RECORDS TO PROCESS START

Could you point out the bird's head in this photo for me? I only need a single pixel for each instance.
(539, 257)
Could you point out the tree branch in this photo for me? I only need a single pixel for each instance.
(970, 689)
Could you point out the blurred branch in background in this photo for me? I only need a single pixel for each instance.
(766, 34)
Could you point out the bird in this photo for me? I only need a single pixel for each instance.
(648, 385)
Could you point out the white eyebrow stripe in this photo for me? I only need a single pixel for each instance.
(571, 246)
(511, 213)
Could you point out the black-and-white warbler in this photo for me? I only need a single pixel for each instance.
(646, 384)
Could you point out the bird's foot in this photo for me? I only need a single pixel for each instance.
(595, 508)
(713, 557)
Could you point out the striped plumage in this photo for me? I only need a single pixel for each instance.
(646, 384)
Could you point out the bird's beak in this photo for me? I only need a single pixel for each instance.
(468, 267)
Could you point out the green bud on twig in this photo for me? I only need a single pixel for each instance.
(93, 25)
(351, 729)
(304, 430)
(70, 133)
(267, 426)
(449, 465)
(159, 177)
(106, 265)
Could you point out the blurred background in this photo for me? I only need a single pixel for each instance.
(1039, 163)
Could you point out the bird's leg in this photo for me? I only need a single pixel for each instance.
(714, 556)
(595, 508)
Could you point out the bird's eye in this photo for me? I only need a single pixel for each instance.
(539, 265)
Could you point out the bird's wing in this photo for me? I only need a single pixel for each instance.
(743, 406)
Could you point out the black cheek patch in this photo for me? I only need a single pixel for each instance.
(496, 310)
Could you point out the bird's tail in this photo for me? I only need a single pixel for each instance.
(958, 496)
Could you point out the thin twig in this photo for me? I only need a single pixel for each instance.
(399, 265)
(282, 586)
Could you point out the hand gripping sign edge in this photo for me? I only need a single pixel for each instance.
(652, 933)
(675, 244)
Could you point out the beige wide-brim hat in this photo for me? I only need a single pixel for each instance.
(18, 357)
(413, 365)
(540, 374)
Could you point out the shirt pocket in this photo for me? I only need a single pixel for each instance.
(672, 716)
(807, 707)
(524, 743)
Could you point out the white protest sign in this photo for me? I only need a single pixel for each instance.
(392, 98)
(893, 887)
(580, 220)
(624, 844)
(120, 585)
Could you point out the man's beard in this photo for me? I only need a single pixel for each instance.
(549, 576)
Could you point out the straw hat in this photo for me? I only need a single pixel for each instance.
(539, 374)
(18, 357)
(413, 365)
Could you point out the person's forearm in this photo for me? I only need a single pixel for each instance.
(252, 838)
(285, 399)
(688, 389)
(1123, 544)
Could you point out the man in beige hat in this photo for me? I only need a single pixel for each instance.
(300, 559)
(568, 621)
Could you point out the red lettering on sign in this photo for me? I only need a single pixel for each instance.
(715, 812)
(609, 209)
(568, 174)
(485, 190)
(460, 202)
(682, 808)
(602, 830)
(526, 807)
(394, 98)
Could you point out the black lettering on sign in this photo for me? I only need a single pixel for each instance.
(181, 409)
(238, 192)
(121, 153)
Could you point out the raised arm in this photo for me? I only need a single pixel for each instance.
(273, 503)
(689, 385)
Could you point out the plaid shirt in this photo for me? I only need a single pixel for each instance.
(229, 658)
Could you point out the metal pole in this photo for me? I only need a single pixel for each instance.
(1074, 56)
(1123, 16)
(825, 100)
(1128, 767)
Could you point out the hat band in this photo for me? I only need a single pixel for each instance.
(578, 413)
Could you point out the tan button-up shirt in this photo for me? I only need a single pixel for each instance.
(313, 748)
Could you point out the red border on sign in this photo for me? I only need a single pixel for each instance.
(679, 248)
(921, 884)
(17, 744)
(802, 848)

RECORDS TO PROCESS END

• GOAL OF THE EXERCISE: Go through the listing above and reproduce all of it exactly.

• OUTPUT BELOW:
Could you point out the bird's head in this photo for me? I only need a single pixel for each instance.
(539, 257)
Could you point out the tree branch in this photo for me? I only need a single pixel for each instance.
(970, 689)
Could you point out the blurred branch in background in this photo for me? I only need a single pixel for each instance.
(766, 34)
Could you point out the bird in this photo for me? I only need a single pixel for each instance.
(648, 385)
Could you point out the white eyebrow stripe in this photo for me? I only need a single pixel for each instance.
(571, 246)
(511, 213)
Could you point out the black-and-white warbler in this photo for me? I only need a single pixel for each instance.
(646, 384)
Could you point out the bird's foot in this photo for me? I only need a single pixel for each instance.
(595, 508)
(713, 557)
Could you point out the striped plumage in this photo for me? I only need a single pixel for each instance.
(646, 384)
Could you point out the bird's beak in this photo for me? I only need a single pixel for each instance.
(468, 267)
Could you point out the green bud on twig in this photo for me? I only need a single pixel for each instance.
(93, 25)
(351, 729)
(304, 430)
(70, 133)
(267, 426)
(449, 465)
(159, 177)
(106, 265)
Could you point out the blurred background in this photo for me? I only need a single pixel for each instance.
(1039, 163)
Could you point out the bird's leg in this photo for me? I only need a single pixel for each instance.
(714, 556)
(595, 508)
Could you point out the bird's eye in this photo for me? I only need a single pixel for each instance.
(539, 265)
Could you point out the bird's wing in this photo for me? I only need a single pixel for each instance.
(743, 406)
Could you point out the black cheek patch in this photo for me? I only need a single pixel for each instance.
(496, 310)
Could you point out the bird's tail in this photo for me? I only need a single pixel for each instance.
(958, 496)
Could you point out the thin twig in this photo for me? I only need a single pixel for each instance.
(399, 265)
(282, 586)
Could you point out the hand gripping sign edge in this photo for me? I only need a single pixel for each instance.
(652, 933)
(675, 244)
Could you point out the beige wide-brim hat in this photo for me? I only need a single pixel for each instance.
(18, 357)
(413, 365)
(540, 374)
Could you point out the shirt pocket in this photo for me? I only need a single pixel for each instance.
(672, 716)
(807, 707)
(524, 743)
Could you point out the white protest sign in this photo for me? I only need a single pixel for each instance.
(392, 98)
(893, 887)
(580, 220)
(624, 844)
(120, 585)
Could you point out the man's beard in this photo for me? I only need a single pixel for each instance.
(549, 576)
Could you point out the straw hat in this photo for me? I only need a single pixel for each instance.
(539, 374)
(18, 357)
(413, 365)
Could you point out the person's forearm in this photo for me? I only need a single pixel for each instance.
(252, 838)
(285, 399)
(688, 389)
(1123, 544)
Could you point out the man in beige hat in this photo for me? I only need a single pixel for each instance.
(300, 559)
(568, 621)
Could you point out the red lettering on sign in this photo for me? I only need a single pixel for each instance.
(715, 812)
(609, 209)
(568, 174)
(485, 190)
(460, 202)
(682, 808)
(602, 830)
(526, 807)
(394, 98)
Could you point out the black lettering on sign in this photo for me? I only need a single pixel for each instance.
(181, 409)
(238, 192)
(121, 153)
Could you point out the raised arm in this photo for me? I only need a single pixel for each instance.
(273, 503)
(689, 385)
Could you point out the plaid shirt in this photo for me? I only need a single pixel for each instance.
(229, 658)
Could you point out the metal pole in this photo for me? I only need a single pixel for each instance.
(1074, 56)
(1123, 16)
(825, 100)
(1128, 767)
Could you point out the hat band in this photo for me? I only need a single pixel for each instance.
(578, 413)
Could you point out the tan button-up shirt in this photo for me? I only need a single pixel for each instance.
(313, 748)
Could you point out the red border on sign in this photo for me? I only need a single pixel for each instance.
(679, 248)
(921, 884)
(17, 744)
(802, 848)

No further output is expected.